> Exercise
Copy all of the records below verbatim.
========
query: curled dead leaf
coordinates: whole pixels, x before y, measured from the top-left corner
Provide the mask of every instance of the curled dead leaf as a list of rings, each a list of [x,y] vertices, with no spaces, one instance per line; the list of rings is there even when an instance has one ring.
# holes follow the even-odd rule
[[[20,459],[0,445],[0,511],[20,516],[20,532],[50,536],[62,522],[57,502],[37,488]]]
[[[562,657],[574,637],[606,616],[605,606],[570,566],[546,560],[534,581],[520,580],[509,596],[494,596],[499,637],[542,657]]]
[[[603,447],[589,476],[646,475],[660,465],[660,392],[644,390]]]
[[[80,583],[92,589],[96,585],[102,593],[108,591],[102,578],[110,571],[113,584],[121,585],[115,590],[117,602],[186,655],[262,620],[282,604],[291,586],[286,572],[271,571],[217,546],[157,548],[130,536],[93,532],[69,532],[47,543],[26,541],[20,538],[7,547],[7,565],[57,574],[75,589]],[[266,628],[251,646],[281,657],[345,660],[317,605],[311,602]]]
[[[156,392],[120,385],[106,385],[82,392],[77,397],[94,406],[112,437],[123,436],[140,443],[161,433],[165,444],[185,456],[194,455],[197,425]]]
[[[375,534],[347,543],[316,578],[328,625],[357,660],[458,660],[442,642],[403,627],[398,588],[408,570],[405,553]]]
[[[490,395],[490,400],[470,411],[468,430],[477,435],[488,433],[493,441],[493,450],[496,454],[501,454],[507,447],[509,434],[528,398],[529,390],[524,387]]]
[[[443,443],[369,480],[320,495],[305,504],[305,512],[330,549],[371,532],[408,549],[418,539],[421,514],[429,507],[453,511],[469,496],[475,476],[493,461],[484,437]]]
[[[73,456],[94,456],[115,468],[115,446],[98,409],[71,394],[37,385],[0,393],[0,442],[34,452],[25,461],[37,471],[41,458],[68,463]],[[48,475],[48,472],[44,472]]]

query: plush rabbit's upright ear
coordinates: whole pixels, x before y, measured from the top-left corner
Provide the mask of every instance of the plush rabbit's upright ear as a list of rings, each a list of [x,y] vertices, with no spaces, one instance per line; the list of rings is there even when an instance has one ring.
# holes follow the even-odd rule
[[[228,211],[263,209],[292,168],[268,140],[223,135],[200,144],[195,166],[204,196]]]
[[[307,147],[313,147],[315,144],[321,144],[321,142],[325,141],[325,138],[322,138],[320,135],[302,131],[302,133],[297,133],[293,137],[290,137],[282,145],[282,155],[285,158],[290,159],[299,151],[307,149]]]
========
> Answer for this exercise
query: curled dead leaf
coordinates: whole pixels, x before y, measured from the top-left corner
Provide the mask of every instance of the curled dead leaf as a list of rings, each a list of [x,y] vertices, with no spaces, one instance per line; the list of rings is there even when an instance has one ring.
# holes follow the even-odd rule
[[[20,459],[0,445],[0,511],[20,516],[20,532],[50,536],[62,522],[57,502],[37,488]]]
[[[562,657],[574,637],[606,616],[605,606],[570,566],[546,560],[534,581],[520,580],[509,596],[494,596],[499,637],[542,657]]]
[[[603,447],[589,476],[646,475],[660,465],[660,392],[644,390]]]
[[[80,583],[92,589],[96,585],[102,593],[108,591],[102,578],[110,571],[113,584],[121,585],[115,590],[117,602],[186,655],[262,620],[282,604],[291,586],[286,572],[271,571],[217,546],[157,548],[130,536],[93,532],[69,532],[47,543],[26,541],[20,538],[7,547],[7,565],[57,574],[75,589]],[[266,628],[251,646],[281,657],[345,660],[317,605],[311,602]]]
[[[156,392],[120,385],[106,385],[82,392],[77,397],[94,406],[112,437],[123,436],[140,443],[161,433],[165,444],[185,456],[194,455],[197,425]]]
[[[375,534],[347,543],[316,578],[328,625],[357,660],[458,660],[442,642],[403,627],[398,588],[408,570],[405,553]]]
[[[490,395],[490,400],[470,411],[468,430],[477,435],[488,433],[493,441],[493,450],[496,454],[501,454],[507,447],[509,434],[528,398],[529,390],[524,387]]]
[[[443,443],[369,480],[320,495],[305,504],[305,512],[330,549],[371,532],[408,549],[418,539],[421,514],[429,507],[453,511],[469,496],[475,476],[493,461],[484,437]]]
[[[73,456],[94,456],[115,468],[115,446],[98,409],[71,394],[37,385],[0,393],[0,442],[34,452],[25,461],[37,471],[41,458],[68,463]],[[48,475],[48,472],[44,472]]]

query: plush rabbit's upright ear
coordinates: whole pixels, x before y, measured from the top-left corner
Provide the mask of every instance of the plush rabbit's upright ear as a list of rings, each a list of [x,y] vertices, with no spaces, one instance per line; the list of rings is there even when an instance has one ring.
# holes follow the even-odd rule
[[[228,211],[263,209],[292,168],[268,140],[223,135],[200,144],[195,166],[204,196]]]
[[[307,147],[313,147],[315,144],[321,144],[321,142],[325,141],[325,138],[322,138],[320,135],[302,131],[302,133],[297,133],[293,137],[290,137],[282,145],[282,155],[285,158],[290,159],[299,151],[307,149]]]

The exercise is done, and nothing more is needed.